◆ What you will do
Begin at the line that has "of the underwater" and stop after the final line below, writing out each line again with its request. Multiply every coordinate in the answers by 2.1 and round to whole numbers, with halves going up.

Stored entries
** START **

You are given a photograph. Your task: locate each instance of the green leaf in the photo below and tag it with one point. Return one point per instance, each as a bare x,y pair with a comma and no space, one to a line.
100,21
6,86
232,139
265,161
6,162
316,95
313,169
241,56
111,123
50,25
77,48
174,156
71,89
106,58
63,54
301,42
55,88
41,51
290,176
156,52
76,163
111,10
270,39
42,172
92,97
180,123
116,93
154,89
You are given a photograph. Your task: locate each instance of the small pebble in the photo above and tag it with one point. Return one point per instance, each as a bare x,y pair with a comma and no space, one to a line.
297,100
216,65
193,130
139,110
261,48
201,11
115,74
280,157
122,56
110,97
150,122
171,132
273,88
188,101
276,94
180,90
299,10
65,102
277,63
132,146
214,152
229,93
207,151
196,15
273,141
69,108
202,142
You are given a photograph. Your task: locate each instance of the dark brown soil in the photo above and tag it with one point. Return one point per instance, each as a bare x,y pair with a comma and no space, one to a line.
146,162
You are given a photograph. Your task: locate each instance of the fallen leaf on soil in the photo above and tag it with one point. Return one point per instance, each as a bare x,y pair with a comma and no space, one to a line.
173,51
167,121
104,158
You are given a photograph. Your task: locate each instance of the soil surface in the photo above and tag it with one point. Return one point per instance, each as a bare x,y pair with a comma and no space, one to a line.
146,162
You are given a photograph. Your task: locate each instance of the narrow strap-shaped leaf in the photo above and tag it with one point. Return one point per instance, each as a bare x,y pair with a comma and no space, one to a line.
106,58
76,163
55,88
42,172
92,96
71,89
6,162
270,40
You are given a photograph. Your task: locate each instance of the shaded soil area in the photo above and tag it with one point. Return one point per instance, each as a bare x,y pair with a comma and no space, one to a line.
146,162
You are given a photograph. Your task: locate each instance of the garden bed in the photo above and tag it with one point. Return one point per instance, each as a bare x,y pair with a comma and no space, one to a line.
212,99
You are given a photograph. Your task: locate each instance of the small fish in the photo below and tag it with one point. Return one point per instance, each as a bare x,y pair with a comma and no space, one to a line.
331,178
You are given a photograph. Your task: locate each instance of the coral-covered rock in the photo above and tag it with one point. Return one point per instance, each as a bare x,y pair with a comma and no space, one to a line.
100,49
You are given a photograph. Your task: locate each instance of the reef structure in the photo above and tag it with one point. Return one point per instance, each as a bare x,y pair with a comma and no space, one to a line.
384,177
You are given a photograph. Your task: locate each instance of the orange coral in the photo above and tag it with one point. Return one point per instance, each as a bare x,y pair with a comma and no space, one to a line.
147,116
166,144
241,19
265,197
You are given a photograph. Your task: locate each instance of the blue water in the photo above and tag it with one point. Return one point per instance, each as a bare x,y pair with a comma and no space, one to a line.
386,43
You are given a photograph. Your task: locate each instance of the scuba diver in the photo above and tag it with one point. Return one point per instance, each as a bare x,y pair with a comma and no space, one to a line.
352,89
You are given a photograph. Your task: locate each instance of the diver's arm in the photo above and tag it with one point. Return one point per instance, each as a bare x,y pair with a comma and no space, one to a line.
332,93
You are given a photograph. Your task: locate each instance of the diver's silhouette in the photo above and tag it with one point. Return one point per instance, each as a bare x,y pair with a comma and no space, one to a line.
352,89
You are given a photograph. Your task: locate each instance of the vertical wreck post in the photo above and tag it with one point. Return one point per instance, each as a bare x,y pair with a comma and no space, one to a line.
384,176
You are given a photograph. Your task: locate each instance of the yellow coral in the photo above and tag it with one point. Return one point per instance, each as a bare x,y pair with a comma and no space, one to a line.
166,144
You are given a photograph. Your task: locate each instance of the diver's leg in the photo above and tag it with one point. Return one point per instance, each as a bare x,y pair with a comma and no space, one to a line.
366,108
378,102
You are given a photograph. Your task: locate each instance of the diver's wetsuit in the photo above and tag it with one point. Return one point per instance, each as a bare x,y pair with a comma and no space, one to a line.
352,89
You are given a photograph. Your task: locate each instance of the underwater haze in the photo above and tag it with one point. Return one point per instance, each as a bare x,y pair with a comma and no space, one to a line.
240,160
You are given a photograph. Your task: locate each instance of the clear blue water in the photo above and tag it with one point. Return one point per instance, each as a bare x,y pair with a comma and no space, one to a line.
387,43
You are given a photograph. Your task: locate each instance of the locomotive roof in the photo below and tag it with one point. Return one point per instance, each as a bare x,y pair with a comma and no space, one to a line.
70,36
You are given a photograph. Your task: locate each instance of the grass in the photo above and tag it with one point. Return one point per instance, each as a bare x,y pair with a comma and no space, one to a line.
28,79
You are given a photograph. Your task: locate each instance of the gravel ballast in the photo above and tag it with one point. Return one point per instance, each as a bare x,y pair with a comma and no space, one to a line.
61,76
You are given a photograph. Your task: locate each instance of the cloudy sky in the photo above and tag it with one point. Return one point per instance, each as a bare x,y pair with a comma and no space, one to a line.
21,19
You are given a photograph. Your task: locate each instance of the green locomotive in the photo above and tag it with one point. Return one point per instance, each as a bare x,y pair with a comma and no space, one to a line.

** END **

◆ Expected output
You are given a photograph. Your task: locate each instance of the underwater haze in the photo above and tag it with one point. Return one point per instance, each as a bare x,y pair with a comma and no space, one to a line.
504,336
You are given a photograph. Your task: locate each instance of the clear blue water in the photo above and tag it with one point. Return one point per instance, each as a bare x,y pair with a comma and no space, one to a line.
813,90
You are given a photograph. Your task: locate each instance of the locomotive roof in the photo below and tag it with one point. Return one point per instance, each as a bare x,y pair with a comma and no space, one to a line.
147,76
You are given a photograph. Your task: locate each instance of the grass in the photo above and tag it with one point. Return one point per instance, each as a bare x,y pair with a comma and no space, one to a line.
59,166
You are given a photograph. Your task: locate each instance of the gravel ballast in the photo above and tag it with one point. Return one point per instance, each as a bare x,y pair with a comma and no space, one to a line.
128,160
You are given a photograph. Your task: locate each instance of the cloudy sky in the photo above and tag it with one point. Return one point per instance, each as a bare x,y pair with a comma and no space, one to a line.
44,40
You are given a photograph. Your task: locate each instance of the green locomotive in the photo above and tag it with one point. Return one point per instance, each as a bare x,y pair with a comma and no space, one to a line.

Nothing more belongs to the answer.